[Dataset records]

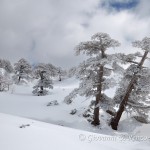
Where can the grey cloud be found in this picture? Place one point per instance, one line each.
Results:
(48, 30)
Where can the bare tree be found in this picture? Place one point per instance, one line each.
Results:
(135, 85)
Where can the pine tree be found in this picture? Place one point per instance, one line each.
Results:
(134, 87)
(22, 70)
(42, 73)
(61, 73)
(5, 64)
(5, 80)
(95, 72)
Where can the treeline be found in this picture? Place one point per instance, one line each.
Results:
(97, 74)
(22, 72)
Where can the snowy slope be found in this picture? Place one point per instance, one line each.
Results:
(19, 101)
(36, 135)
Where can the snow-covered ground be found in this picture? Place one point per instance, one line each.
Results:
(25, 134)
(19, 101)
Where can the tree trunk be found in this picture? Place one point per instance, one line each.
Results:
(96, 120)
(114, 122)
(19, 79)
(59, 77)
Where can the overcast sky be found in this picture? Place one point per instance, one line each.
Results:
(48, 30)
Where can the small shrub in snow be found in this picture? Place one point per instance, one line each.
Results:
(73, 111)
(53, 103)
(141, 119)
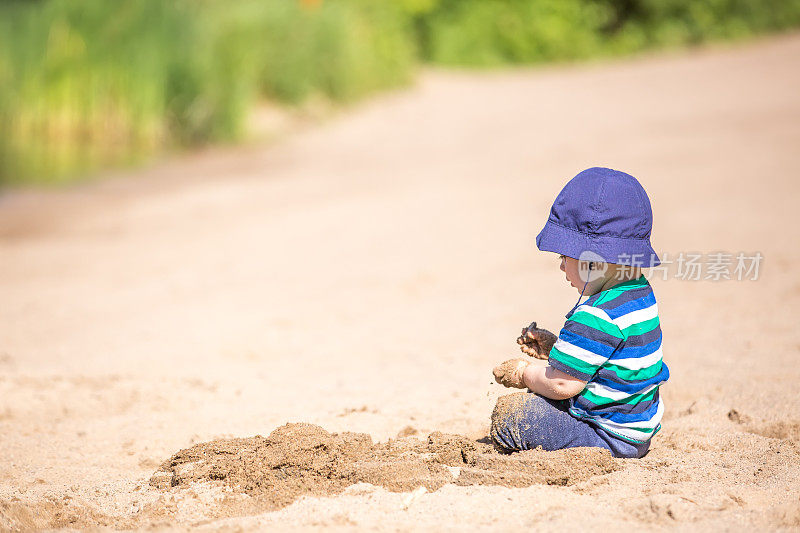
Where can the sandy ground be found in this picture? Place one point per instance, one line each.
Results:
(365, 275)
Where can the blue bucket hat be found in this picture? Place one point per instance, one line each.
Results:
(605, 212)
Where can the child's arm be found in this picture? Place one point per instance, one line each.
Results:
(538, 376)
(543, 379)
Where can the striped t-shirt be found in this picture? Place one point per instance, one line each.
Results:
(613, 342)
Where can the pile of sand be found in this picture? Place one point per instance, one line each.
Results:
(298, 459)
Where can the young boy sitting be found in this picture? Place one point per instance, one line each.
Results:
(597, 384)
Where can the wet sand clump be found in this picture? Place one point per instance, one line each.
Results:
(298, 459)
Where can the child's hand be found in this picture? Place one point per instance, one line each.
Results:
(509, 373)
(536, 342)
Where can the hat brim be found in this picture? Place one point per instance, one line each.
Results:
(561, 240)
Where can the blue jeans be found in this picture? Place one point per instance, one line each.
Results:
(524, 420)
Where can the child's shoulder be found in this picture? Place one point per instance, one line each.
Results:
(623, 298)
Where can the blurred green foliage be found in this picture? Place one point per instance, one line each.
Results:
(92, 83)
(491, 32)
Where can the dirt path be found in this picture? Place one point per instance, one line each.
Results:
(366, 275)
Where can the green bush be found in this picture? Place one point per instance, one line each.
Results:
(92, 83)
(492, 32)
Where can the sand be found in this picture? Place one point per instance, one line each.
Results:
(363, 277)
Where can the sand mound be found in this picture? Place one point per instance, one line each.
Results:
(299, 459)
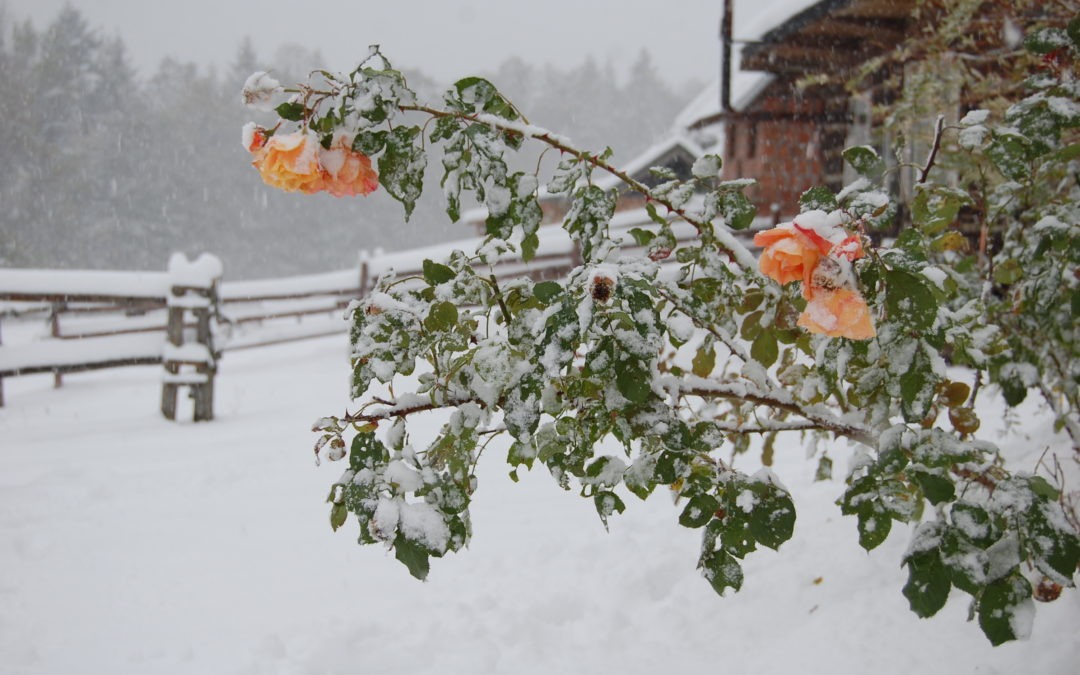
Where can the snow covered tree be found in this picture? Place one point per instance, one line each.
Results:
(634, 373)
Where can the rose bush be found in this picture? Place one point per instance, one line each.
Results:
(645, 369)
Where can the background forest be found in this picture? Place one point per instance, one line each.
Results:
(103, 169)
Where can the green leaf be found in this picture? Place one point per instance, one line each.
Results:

### What you have to do
Write out every entry again word for word, without any of the pictures.

### Response to the exercise
Where can the grey cloud be found in this picture? Place one point per instance, one line each.
Results:
(48, 30)
Where can the bare tree be found in this picture? Place one point per instance, one line each.
Results:
(135, 85)
Where can the pine tree be found in this picture? Place one point per instance, one line each.
Results:
(134, 87)
(22, 70)
(42, 73)
(61, 73)
(5, 64)
(5, 80)
(95, 72)
Where can the treeline be found in this picture? Place one point per instance, one line each.
Results:
(97, 74)
(22, 72)
Where can the snowy slope be found in this picture? Place one point per instance, one line each.
Results:
(19, 101)
(36, 135)
Where can the snow-covered ground be found in this picture? Place one point per instance, one line each.
Results:
(25, 134)
(19, 101)
Where can the tree trunk be found in this picture? Place one point per instance, one line each.
Results:
(96, 120)
(114, 122)
(19, 79)
(59, 77)
Where can the overcast sky be found in this picture? Place one point per instance, one line each.
Results:
(48, 30)
Where can the small shrub in snow be found in this picture? Place one point per instance, one line each.
Results:
(73, 111)
(53, 103)
(141, 119)
Where can the sandy ground be found in this picture? Place one point per instance, one line each.
Results:
(365, 275)
Where can the blue bucket hat be found in this picture? Place one point per instance, one line each.
Results:
(605, 212)
Where can the child's arm be found in this picture? Place one point per instance, one line each.
Results:
(538, 376)
(543, 379)
Where can the striped t-shirt be found in this picture? Place one point per instance, one line each.
Results:
(613, 342)
Where can the pile of sand be found in this picture? Place one point per instance, one line each.
Results:
(298, 459)
Where can the young boy sitting be found in this picture? Place one point per instance, one line each.
Results:
(597, 384)
Where can the wet sand clump be found in this picture? Place one point per instance, one line each.
Results:
(298, 459)
Where can the child's hand be found in this picture? Place one point per instance, one line each.
Results:
(509, 373)
(536, 342)
Where can the hat brim be found in this picture? Place one point per instance, one line each.
Results:
(561, 240)
Where can the blue jeans be found in this picture? Place one point per instance, one line each.
Results:
(524, 420)
Where can the child's shoulder be found in this picture? Place one point per instance, one line each.
Results:
(623, 298)
Where can the blurred green foliage be found in this picture? Place one point per instance, one line each.
Results:
(92, 83)
(491, 32)
Where can the dirt path be found in this picture? Place one point per instance, one line each.
Results:
(366, 275)
Where can the green bush be found in this picture? Place one point per instance, one line each.
Results:
(92, 83)
(492, 32)
Where can the sand be found in this picture? Place one point per instance, one line each.
Results:
(363, 277)
Where can the sand mound be found in this picture? Place one point per instance, one line each.
Results:
(299, 459)
Where can the snow covered tree be found in this picture? Place one point per instance, one line each.
Results:
(634, 373)
Where can the rose bush be found in this picture? Place one point per instance, one line each.
Results:
(645, 369)
Where can the background forest be found in this picture? Place one point per instance, one line each.
Results:
(103, 169)
Where can the green leaf be found in this picture? Place one point per instance, one line each.
Results:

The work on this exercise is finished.